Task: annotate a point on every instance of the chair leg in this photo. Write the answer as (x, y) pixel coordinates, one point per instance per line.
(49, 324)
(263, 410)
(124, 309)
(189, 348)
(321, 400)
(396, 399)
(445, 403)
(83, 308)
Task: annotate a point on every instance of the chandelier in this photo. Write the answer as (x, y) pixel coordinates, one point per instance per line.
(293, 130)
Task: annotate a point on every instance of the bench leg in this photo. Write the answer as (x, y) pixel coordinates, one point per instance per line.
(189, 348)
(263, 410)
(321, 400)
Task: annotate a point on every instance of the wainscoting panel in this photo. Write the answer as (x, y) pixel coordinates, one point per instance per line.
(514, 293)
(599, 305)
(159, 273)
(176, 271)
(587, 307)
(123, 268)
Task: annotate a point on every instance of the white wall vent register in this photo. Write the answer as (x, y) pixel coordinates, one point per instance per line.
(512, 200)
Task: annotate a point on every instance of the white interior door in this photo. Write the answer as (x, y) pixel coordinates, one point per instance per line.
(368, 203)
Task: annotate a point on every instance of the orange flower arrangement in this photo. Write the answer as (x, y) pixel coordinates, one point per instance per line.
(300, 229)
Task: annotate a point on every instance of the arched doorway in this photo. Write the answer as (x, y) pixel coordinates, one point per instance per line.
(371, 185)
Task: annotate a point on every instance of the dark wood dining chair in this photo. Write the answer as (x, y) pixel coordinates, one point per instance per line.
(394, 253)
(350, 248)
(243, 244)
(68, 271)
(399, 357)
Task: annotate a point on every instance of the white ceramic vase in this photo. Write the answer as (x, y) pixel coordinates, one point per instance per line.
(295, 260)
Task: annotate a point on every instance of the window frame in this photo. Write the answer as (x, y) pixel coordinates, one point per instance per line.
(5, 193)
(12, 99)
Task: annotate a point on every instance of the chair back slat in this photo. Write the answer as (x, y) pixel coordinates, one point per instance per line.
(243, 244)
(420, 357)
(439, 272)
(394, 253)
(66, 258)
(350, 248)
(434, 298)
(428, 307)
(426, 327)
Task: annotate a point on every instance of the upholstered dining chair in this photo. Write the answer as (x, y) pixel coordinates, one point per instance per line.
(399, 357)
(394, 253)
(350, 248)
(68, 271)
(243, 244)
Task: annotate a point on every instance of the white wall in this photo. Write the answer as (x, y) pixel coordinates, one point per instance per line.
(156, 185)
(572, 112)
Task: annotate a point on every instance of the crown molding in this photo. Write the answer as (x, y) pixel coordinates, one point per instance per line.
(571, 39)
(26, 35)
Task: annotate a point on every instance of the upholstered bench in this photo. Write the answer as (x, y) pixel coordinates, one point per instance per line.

[Goal] Go through the listing above and restate it word for word.

[Result]
Task: annotate a point on every instance of the chair leg in this photo. Write the answer as (x, y) pixel coordinates, one point per instance per line.
(49, 324)
(263, 410)
(124, 309)
(189, 348)
(321, 400)
(396, 399)
(445, 403)
(83, 308)
Task: annotate a point on every instance of the chandelier in this photo. Write the answer as (x, y) pixel coordinates, one point per instance per line.
(293, 130)
Task: annotate a point on every instance of the bench leg in this photo. Write the answer as (x, y) pixel coordinates, one point per instance per line.
(189, 348)
(263, 410)
(321, 400)
Task: annotate a point on every instance of the wainscoting panel in this photo. Write the answer as (x, y) pixel coordinates, one point per instance per line.
(514, 293)
(599, 305)
(159, 273)
(176, 271)
(587, 307)
(123, 268)
Task: annotate a point on every instance of the white wall vent register in this photo. Write the answer as (x, y) pixel coordinates, one point per instance per line.
(512, 200)
Task: annotate a point on every instance of the white interior door in this photo. Write the answer as (x, y) pixel coordinates, one point per instance per line.
(368, 203)
Task: annotate a point on every instance of the orange flower arrangement in this photo. Write the answer as (x, y) pixel coordinates, one point per instance per line.
(300, 229)
Task: annotate a point on every instance of the arched doorway in this photo. Write the answer as (x, y) pixel coordinates, one point per instance per line.
(371, 185)
Task: annotate a point on every instance of the dark wood dining chair in this photo. Write the answer as (x, y) pixel coordinates, one point per instance per line.
(394, 253)
(350, 248)
(243, 244)
(68, 271)
(399, 357)
Task: annotate a point on every instance of the white ceramic vase in this photo. Write the answer as (x, y) pixel coordinates, one point per instance per line.
(295, 260)
Task: annotate a point on every instance of the window frame in this photo. Write the answer as (x, y) pixel coordinates, one point per instance per line.
(5, 193)
(12, 99)
Task: annotate a point on every instance of the chair back slat in this photo. Write the answer as (x, y) pixel coordinates, one point per instance per line.
(243, 244)
(420, 357)
(439, 272)
(394, 253)
(66, 258)
(350, 248)
(434, 298)
(428, 307)
(426, 327)
Task: annotate a point on every instance of the upholstered dining chair in this photo. Write the answer as (x, y) pixel coordinates, one point per instance per line.
(399, 357)
(394, 253)
(350, 248)
(68, 271)
(243, 244)
Task: annotate a point on every instance of the white wall in this photo. Write the answer as (x, y) pixel coordinates, one point per instance per line.
(156, 185)
(572, 112)
Task: annotate a point on every instance of the crown molding in this photo. Write the answer as (x, y) pixel coordinates, one point per instance per line.
(571, 39)
(26, 35)
Task: annotate a point on every instance of the upholstered bench in this photo. Write the answer as (x, y) pixel coordinates, one point per instance per line.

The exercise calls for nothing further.